__What needs to be done__: Rewrite the data from the line with "Would you mind pinning the white" through the end, changing "finger" to "thumb" and leaving everything else as it is. Give only those lines.

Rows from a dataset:
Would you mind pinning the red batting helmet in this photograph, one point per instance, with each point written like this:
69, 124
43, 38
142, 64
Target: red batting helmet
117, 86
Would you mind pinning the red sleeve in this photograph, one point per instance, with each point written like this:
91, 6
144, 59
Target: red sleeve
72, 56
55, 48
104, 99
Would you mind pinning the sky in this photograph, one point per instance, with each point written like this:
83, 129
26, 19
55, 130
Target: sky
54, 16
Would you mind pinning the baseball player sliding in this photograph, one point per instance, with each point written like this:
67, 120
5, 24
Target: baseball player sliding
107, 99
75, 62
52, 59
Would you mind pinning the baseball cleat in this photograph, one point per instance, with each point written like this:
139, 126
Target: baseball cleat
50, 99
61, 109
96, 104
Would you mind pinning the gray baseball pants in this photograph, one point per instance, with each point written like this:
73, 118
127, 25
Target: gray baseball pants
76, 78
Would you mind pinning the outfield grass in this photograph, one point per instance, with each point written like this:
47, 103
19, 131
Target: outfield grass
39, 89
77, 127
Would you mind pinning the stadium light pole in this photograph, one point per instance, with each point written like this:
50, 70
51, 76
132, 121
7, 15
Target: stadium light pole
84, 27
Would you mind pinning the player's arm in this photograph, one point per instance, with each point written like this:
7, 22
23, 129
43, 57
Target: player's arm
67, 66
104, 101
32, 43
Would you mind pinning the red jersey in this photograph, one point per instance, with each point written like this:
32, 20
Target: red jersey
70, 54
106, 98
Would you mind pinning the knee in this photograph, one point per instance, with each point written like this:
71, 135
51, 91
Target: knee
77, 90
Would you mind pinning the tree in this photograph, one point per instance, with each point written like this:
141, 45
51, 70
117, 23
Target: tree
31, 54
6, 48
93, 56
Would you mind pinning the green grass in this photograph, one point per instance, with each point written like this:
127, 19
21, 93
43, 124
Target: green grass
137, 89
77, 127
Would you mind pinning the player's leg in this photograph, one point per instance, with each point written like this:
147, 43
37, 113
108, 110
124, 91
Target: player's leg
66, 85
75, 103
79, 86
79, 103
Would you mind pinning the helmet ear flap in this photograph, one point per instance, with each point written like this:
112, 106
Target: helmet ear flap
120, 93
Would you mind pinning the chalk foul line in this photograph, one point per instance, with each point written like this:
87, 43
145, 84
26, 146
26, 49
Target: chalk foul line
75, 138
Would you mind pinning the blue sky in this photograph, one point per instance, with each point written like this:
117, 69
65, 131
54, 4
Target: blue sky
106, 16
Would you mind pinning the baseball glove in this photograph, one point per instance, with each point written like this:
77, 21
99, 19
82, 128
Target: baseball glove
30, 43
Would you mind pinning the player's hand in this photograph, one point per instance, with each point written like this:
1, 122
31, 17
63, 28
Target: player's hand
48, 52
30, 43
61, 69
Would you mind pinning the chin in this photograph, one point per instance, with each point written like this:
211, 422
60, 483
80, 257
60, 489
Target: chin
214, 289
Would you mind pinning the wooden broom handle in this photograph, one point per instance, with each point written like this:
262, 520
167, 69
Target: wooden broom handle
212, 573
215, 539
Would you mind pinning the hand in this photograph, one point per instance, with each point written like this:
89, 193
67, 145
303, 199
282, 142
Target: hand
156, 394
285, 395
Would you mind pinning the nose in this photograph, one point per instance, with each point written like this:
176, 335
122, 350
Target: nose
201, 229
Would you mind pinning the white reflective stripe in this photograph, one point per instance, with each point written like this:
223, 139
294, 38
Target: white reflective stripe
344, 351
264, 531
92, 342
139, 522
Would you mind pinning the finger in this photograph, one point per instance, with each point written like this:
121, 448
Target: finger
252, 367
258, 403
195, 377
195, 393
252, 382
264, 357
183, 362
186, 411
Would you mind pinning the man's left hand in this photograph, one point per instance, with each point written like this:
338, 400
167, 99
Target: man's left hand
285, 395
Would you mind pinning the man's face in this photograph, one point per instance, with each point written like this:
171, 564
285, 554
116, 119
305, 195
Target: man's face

__Result of the exercise__:
Would you mind pinning the white reflective stripe in this photograph, one point per instance, with each point written like this:
223, 139
294, 38
Target: white reflective stripe
344, 351
264, 531
92, 342
139, 522
Would you mind pinning the thumb in this photograph, one point per instance, with each point written like this:
121, 448
Target: thumb
252, 367
258, 403
195, 377
195, 393
252, 382
264, 357
183, 362
186, 411
Would you mind pinning the man's left hand in this photograph, one point per instance, with each point written like this:
338, 400
167, 99
Target: man's left hand
285, 395
Would you mind pinning the man's face in this photograph, one point per instance, with each point written like this:
171, 564
285, 554
116, 119
305, 195
Target: man's face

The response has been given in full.